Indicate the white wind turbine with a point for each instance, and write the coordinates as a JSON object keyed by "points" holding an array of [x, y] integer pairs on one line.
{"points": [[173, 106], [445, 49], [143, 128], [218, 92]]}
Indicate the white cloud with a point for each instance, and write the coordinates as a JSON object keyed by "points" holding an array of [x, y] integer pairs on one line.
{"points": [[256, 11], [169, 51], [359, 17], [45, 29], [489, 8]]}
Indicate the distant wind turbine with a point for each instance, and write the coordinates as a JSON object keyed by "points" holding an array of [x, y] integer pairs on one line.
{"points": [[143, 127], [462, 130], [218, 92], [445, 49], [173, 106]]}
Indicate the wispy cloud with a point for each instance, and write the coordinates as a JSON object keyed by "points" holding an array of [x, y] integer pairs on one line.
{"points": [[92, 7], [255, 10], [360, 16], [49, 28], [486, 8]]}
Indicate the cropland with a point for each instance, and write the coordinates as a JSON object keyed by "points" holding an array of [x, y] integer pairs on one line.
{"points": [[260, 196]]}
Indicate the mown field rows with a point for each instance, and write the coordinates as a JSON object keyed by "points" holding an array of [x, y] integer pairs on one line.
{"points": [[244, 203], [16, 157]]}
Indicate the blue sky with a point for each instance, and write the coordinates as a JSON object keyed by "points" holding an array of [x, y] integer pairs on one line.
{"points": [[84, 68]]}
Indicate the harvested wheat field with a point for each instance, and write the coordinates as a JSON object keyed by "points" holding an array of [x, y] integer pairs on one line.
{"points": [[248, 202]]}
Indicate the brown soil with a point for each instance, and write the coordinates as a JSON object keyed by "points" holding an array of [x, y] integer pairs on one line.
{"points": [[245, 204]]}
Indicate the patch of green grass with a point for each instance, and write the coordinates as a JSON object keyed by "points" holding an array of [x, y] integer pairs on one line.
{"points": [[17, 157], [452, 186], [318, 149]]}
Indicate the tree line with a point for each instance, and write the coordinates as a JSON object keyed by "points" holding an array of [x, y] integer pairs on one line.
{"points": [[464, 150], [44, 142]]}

+++

Write out all of the records exactly as they stand above.

**ANSWER TO THE EXERCISE**.
Indicate the white wind turbine with a point for each instance, and write the coordinates as a JSON object keyed by "points" holding an array of [x, y] integer pairs on one line.
{"points": [[173, 106], [445, 49], [143, 128], [218, 92]]}
Indicate the white cloud with a point for each instance, and write the coordinates as a JSON object keyed by "points" holding an array of [x, y] integer pairs on one line.
{"points": [[256, 11], [169, 51], [359, 17], [45, 29], [489, 8]]}
Indicate the distant wind turbine with a point for each instance, and write the coordinates as a JSON object keyed by "points" holding an array of [x, y] integer pairs on one line.
{"points": [[143, 127], [462, 130], [218, 92], [445, 49], [173, 106]]}
Indicate the wispy cloud with a point for each instance, and write the coordinates as a JSON object keyed by "points" holding an array of [x, y] integer pairs on one line.
{"points": [[92, 7], [255, 10], [360, 16], [49, 28], [486, 8]]}
Indicate the cropland with a point for each instance, and write the coordinates as a JSON object keyed by "points" holding an array of [x, y] integer pairs on one line.
{"points": [[260, 196]]}
Indicate the mown field rows with a point for each instance, and write the coordinates as a JSON object keyed by "points" holding an array of [x, y] integer pairs on one line.
{"points": [[244, 203], [16, 157]]}
Indicate the blue sky with a point for each instance, and write the coordinates as a JSON object keyed by "points" holding an array of [x, y] integer pairs on one line.
{"points": [[84, 68]]}
Indicate the harvested wheat field with a point for each instance, and write the coordinates as a JSON object keyed by "points" holding an array of [x, y] integer pairs on one line.
{"points": [[248, 202]]}
Indicate the brown soil with a point for each instance, and write the coordinates as a JSON object keyed by "points" holding an array of [x, y] integer pairs on one line.
{"points": [[245, 204]]}
Indicate the patch of green grass with a point for each instance, and write the coordinates as a JSON object keyed by "points" holding an array of [x, y] integer pairs on one line.
{"points": [[17, 157], [452, 186], [318, 149]]}
Indicate the tree line with a point for each instance, and write the coordinates as a JSON object keyed by "points" holding an array of [x, y] integer pairs on one line.
{"points": [[464, 150], [44, 142]]}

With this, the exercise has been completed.